## Supplied material
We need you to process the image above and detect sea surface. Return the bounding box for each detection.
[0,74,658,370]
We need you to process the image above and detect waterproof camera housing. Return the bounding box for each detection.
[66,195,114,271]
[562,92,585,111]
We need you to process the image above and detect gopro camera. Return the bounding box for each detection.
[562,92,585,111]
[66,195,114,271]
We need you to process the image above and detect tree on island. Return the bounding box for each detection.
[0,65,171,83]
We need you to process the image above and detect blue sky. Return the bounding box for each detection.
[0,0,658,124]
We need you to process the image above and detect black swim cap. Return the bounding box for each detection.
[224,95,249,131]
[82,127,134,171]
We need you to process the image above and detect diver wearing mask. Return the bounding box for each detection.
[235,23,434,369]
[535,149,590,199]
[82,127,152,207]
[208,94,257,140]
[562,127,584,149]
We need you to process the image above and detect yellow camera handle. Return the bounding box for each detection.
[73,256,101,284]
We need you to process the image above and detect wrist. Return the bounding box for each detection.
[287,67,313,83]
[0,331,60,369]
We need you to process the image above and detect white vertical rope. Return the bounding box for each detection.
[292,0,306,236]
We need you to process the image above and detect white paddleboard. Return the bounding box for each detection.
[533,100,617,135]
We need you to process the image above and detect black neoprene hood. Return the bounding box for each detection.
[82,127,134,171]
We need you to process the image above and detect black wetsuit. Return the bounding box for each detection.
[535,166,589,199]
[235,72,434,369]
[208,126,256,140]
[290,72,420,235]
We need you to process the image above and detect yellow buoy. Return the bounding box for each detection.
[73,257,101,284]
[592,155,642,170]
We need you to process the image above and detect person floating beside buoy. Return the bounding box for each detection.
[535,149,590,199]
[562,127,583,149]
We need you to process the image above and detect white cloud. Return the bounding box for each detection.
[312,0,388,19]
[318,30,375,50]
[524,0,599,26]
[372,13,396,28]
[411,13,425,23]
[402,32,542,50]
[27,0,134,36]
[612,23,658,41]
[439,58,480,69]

==

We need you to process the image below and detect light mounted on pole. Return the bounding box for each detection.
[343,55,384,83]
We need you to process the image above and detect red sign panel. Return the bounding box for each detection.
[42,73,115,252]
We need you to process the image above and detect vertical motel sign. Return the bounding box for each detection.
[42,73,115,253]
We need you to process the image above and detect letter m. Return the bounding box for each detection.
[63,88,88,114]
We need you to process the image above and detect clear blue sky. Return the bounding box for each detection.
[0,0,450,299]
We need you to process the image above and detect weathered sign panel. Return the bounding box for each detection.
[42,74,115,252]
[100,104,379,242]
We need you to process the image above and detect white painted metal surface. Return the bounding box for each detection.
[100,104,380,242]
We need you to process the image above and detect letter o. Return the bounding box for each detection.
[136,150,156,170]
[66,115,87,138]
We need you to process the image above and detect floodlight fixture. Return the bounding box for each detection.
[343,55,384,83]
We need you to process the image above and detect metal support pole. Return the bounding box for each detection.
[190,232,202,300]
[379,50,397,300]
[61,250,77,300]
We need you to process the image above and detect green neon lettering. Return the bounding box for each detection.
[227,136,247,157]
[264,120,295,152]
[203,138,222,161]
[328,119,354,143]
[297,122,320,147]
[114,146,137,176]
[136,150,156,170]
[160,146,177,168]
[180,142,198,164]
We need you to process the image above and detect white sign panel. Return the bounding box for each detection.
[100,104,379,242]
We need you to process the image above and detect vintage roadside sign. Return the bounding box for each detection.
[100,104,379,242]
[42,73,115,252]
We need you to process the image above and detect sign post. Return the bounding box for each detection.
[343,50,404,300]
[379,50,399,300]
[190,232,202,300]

## What you should do
Scale the part that opens with the line containing "detect white painted" and closes with the line containing "[66,115,87,138]", both included, and give only those lines again, with the requests left unchanged. Multiply every bounding-box coordinate in the answers by 1.85 and round each result to a whole number, rounding halves up.

## Response to the exercise
We need you to process the image above and detect white painted metal surface. Return the bounding box for each detection.
[185,192,703,448]
We need you to process the image above and detect letter o. Return the bounding box for each detection.
[252,278,289,315]
[122,213,161,255]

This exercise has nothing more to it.